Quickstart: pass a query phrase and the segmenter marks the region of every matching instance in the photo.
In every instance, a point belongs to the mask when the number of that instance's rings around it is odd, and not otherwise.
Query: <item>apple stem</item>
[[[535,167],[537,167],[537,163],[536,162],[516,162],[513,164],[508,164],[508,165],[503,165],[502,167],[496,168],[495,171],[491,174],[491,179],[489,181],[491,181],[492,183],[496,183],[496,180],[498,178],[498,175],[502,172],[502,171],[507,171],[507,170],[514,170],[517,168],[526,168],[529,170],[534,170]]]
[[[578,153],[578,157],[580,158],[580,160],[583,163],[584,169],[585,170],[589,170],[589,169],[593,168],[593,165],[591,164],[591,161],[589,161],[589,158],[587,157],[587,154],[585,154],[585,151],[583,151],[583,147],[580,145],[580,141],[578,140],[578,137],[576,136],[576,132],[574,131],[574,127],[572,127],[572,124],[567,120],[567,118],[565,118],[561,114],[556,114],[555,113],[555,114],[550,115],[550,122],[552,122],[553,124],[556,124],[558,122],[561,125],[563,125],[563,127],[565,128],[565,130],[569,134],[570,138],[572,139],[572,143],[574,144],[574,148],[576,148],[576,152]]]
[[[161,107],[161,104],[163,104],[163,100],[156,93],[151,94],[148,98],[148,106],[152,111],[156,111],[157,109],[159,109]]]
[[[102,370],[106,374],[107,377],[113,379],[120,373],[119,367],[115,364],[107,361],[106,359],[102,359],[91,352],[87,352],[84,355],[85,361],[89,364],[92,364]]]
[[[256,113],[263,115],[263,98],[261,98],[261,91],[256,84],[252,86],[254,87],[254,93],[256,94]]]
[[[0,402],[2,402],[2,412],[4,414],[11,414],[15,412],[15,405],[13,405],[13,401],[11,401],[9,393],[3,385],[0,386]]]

**EXERCISE DIRECTIONS**
Give back every record exactly.

**ANSWER SECTION**
Quickstart: pass a query phrase and the segmenter marks the region of every matching instance in the photo.
In every instance, a point belongs to the mask when the number of that instance's rings around it is odd, and not otherwise.
Query: <item>apple stem</item>
[[[535,167],[537,167],[537,163],[536,162],[516,162],[513,164],[508,164],[508,165],[503,165],[502,167],[496,168],[495,171],[491,174],[491,179],[489,181],[491,181],[492,183],[496,183],[496,180],[498,178],[498,175],[502,172],[502,171],[507,171],[507,170],[514,170],[517,168],[526,168],[529,170],[534,170]]]
[[[578,153],[578,157],[580,158],[580,160],[583,163],[584,169],[585,170],[589,170],[589,169],[593,168],[593,165],[591,164],[591,161],[589,161],[589,158],[587,157],[587,154],[585,154],[585,151],[583,151],[583,147],[580,145],[580,141],[578,140],[578,137],[576,136],[576,132],[574,131],[574,127],[572,127],[572,124],[567,120],[567,118],[565,118],[561,114],[556,114],[555,113],[555,114],[550,115],[550,122],[552,122],[553,124],[556,124],[558,122],[561,125],[563,125],[563,127],[565,128],[565,130],[569,134],[570,138],[572,139],[572,143],[574,144],[574,148],[576,148],[576,152]]]
[[[161,107],[161,104],[163,104],[163,100],[156,93],[151,94],[148,98],[148,106],[152,111],[156,111],[157,109],[159,109]]]
[[[102,370],[106,374],[107,377],[113,379],[120,373],[119,367],[115,364],[107,361],[106,359],[102,359],[91,352],[87,352],[84,355],[85,361],[89,364],[92,364]]]
[[[256,113],[263,115],[263,98],[261,98],[261,91],[256,84],[252,86],[254,87],[254,93],[256,94]]]
[[[0,402],[2,402],[2,412],[4,414],[11,414],[15,412],[15,405],[13,405],[13,401],[11,401],[9,393],[3,385],[0,386]]]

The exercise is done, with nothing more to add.